## TO-DO ITEM
Would you restate all of the entries verbatim, minus any images?

[Start of Attachment]

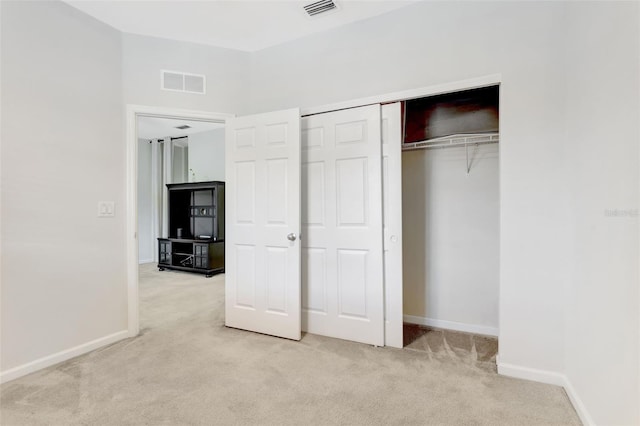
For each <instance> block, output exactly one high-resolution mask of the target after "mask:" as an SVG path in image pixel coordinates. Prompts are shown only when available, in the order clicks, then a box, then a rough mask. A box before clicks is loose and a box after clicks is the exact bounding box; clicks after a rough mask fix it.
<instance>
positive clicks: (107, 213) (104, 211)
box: [98, 201, 116, 217]
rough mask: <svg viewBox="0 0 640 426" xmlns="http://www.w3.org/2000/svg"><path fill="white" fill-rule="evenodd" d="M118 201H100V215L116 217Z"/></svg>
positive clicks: (98, 203) (106, 216)
mask: <svg viewBox="0 0 640 426" xmlns="http://www.w3.org/2000/svg"><path fill="white" fill-rule="evenodd" d="M115 215H116V203H114V202H113V201H98V217H114V216H115Z"/></svg>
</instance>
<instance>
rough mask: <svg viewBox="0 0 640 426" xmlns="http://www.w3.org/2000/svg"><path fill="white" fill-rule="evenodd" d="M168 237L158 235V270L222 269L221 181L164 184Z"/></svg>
mask: <svg viewBox="0 0 640 426" xmlns="http://www.w3.org/2000/svg"><path fill="white" fill-rule="evenodd" d="M167 189H168V193H169V198H168V203H169V236H168V238H158V269H159V270H161V271H163V270H165V269H176V270H180V271H188V272H198V273H201V274H205V275H206V276H207V277H211V276H213V275H215V274H218V273H222V272H224V182H219V181H211V182H190V183H174V184H167Z"/></svg>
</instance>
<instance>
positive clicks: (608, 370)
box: [565, 2, 640, 425]
mask: <svg viewBox="0 0 640 426" xmlns="http://www.w3.org/2000/svg"><path fill="white" fill-rule="evenodd" d="M639 6H640V5H639V3H637V2H635V3H634V2H630V3H626V4H608V3H603V2H600V3H597V2H596V3H588V4H571V5H570V6H569V7H568V9H567V19H568V25H567V34H568V38H567V40H566V60H565V63H566V67H567V74H568V78H567V86H566V91H565V93H566V99H567V102H566V110H567V139H566V146H565V149H566V151H567V158H568V161H567V166H568V167H569V176H570V184H571V212H572V219H573V220H572V225H573V226H572V233H571V239H572V250H571V252H570V253H569V256H568V257H567V262H568V263H570V264H571V266H572V277H571V280H570V281H569V283H570V285H569V286H568V288H567V291H566V294H565V303H566V306H567V313H566V319H567V321H566V328H565V334H566V338H565V366H566V374H567V376H568V378H569V380H570V382H571V383H572V384H573V386H574V388H575V389H576V391H577V393H578V394H579V395H580V398H581V400H582V401H581V402H582V403H583V404H584V405H585V406H586V407H588V411H589V412H590V414H591V417H592V421H593V422H595V423H596V424H602V425H604V424H610V425H632V424H633V425H637V424H640V411H639V410H640V392H639V389H638V386H639V384H640V383H639V381H638V378H639V374H640V372H639V371H638V363H639V362H640V352H639V350H638V344H639V342H638V340H639V336H640V330H639V321H640V317H639V314H638V287H639V285H638V282H639V278H638V258H639V252H638V219H639V218H638V208H639V205H638V193H639V191H640V186H639V180H640V175H639V173H638V164H639V162H638V159H639V155H640V150H639V142H638V141H640V124H639V123H640V84H639V78H640V77H639V76H640V63H639V61H640V31H639V29H638V26H639V22H640V15H639V14H640V7H639ZM616 210H617V212H616Z"/></svg>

[End of Attachment]

## EXPECTED OUTPUT
For each <instance> block, output exactly one high-resolution mask of the target after "mask:" as an SVG path in image pixel coordinates. Prompts are shown only when available, in the order clicks, then a box, then a rough mask. A box before clicks is loose and a box after clicks is the exact bounding box; clicks after a rough mask fix it.
<instance>
positive clicks: (107, 213) (104, 211)
box: [98, 201, 116, 217]
rough mask: <svg viewBox="0 0 640 426" xmlns="http://www.w3.org/2000/svg"><path fill="white" fill-rule="evenodd" d="M118 201H100V215L116 217Z"/></svg>
positive clicks: (98, 203) (106, 216)
mask: <svg viewBox="0 0 640 426" xmlns="http://www.w3.org/2000/svg"><path fill="white" fill-rule="evenodd" d="M115 215H116V203H114V202H113V201H98V217H114V216H115Z"/></svg>
</instance>
<instance>
rough mask: <svg viewBox="0 0 640 426" xmlns="http://www.w3.org/2000/svg"><path fill="white" fill-rule="evenodd" d="M168 237L158 235V270L222 269L221 181L164 184Z"/></svg>
mask: <svg viewBox="0 0 640 426" xmlns="http://www.w3.org/2000/svg"><path fill="white" fill-rule="evenodd" d="M167 189H168V193H169V198H168V203H169V236H168V238H158V269H159V270H161V271H163V270H165V269H176V270H180V271H188V272H198V273H201V274H205V275H206V276H207V277H211V276H213V275H215V274H218V273H222V272H224V182H219V181H211V182H190V183H174V184H167Z"/></svg>
</instance>
<instance>
positive clicks: (608, 370)
box: [565, 2, 640, 425]
mask: <svg viewBox="0 0 640 426" xmlns="http://www.w3.org/2000/svg"><path fill="white" fill-rule="evenodd" d="M639 6H640V5H639V3H637V2H635V3H634V2H630V3H626V4H608V3H603V2H600V3H597V2H596V3H588V4H571V5H570V6H569V7H568V9H567V19H568V25H567V34H568V38H567V40H566V60H565V63H566V67H567V74H568V78H567V86H566V91H565V93H566V99H567V102H566V110H567V139H566V146H565V149H566V151H567V158H568V161H567V166H568V167H569V176H570V184H571V212H572V219H573V220H572V225H573V226H572V233H571V239H572V250H571V252H570V253H569V256H568V257H567V262H568V263H570V264H571V266H572V277H571V280H570V281H569V283H570V285H569V286H568V288H567V291H566V294H565V303H566V306H567V313H566V319H567V321H566V328H565V334H566V338H565V366H566V374H567V376H568V378H569V380H570V382H571V383H572V384H573V386H574V388H575V389H576V391H577V393H578V394H579V395H580V398H581V400H582V401H581V402H582V403H583V404H584V405H585V406H586V407H588V411H589V412H590V414H591V417H592V421H593V422H595V423H596V424H602V425H604V424H610V425H632V424H633V425H637V424H640V411H639V410H640V392H639V389H638V386H639V384H640V383H639V381H638V378H639V374H640V372H639V371H638V363H639V362H640V352H639V350H638V344H639V342H638V340H639V336H640V330H639V321H640V317H639V314H638V287H639V285H638V282H639V278H638V258H639V252H638V219H639V218H638V208H639V205H638V193H639V191H640V186H639V180H640V175H639V173H638V164H639V162H638V159H639V155H640V150H639V142H638V141H640V124H639V123H640V84H639V78H640V77H639V76H640V63H639V61H640V31H639V29H638V26H639V22H640V15H639V14H640V7H639ZM616 210H617V212H616Z"/></svg>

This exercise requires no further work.